▶ [AVAILABLE DATA]:
*** Block opens ***
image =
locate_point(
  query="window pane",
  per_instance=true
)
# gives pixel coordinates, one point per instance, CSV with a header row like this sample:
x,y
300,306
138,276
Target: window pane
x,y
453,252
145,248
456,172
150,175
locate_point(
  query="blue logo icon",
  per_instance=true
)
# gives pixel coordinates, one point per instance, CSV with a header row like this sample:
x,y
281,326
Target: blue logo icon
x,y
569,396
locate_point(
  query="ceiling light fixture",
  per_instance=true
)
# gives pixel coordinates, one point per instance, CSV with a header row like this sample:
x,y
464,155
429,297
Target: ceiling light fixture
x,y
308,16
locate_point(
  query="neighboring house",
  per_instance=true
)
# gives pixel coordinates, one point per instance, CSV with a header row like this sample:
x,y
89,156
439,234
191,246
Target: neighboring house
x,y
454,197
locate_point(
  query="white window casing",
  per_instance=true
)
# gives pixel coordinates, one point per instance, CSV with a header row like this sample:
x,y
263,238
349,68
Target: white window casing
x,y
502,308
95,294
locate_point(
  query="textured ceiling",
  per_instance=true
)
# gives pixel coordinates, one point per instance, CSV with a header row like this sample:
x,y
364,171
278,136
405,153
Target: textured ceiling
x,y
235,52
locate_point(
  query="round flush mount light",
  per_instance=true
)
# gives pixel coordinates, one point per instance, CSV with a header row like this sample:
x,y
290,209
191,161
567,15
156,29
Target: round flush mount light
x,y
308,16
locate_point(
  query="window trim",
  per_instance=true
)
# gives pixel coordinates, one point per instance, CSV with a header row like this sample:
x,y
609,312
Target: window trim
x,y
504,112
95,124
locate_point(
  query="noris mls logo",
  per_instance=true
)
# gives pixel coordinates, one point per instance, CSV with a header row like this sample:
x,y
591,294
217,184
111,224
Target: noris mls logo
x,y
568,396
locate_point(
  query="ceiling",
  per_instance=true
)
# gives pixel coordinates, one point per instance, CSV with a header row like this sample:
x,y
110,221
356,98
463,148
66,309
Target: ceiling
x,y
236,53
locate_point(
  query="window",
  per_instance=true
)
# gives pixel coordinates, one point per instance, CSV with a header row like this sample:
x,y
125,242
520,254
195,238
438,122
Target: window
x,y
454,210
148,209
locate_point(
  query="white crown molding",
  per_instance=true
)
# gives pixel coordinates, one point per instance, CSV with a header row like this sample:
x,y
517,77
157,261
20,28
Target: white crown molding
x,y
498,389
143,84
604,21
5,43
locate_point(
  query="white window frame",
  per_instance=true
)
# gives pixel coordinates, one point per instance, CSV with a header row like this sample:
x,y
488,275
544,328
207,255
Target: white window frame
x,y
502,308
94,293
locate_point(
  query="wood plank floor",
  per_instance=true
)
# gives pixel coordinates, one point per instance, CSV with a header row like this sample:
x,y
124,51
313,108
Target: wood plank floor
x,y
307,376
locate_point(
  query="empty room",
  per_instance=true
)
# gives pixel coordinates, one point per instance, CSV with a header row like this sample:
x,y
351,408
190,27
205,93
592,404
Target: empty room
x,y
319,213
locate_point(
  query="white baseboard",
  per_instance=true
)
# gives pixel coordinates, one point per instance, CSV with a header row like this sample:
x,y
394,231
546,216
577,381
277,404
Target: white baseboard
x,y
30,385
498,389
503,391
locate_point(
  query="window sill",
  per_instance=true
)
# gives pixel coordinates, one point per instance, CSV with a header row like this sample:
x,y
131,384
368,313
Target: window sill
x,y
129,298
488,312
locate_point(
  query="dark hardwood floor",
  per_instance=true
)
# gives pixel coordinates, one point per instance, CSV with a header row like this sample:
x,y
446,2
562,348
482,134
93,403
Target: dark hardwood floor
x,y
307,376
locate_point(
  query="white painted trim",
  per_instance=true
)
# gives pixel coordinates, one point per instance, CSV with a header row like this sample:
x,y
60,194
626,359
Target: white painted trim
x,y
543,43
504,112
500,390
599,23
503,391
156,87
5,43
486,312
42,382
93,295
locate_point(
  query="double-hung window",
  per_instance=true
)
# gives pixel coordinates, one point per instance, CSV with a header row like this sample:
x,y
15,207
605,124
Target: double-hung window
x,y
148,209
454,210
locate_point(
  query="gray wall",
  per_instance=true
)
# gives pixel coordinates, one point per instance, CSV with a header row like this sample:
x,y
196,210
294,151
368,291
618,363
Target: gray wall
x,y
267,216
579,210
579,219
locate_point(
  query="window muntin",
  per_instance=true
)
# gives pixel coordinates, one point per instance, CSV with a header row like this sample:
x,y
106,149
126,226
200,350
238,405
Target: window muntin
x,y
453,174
*** Block closes ***
*** Block opens ***
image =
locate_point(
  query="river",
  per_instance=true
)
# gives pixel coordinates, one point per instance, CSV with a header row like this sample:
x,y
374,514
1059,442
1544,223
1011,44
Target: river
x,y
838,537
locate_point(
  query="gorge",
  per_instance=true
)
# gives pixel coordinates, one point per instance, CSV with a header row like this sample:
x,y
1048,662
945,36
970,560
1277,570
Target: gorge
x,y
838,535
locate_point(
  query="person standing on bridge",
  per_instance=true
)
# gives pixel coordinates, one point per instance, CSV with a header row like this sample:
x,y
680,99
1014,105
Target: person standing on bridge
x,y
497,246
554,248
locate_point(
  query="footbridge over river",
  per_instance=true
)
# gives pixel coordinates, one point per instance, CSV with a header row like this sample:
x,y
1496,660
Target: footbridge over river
*** Block closes ***
▶ [TASK STATEMENT]: Filter the records above for "footbridge" and copy every matching line.

▶ [WRITTEN RESPONSE]:
  query="footbridge over river",
Target: footbridge over river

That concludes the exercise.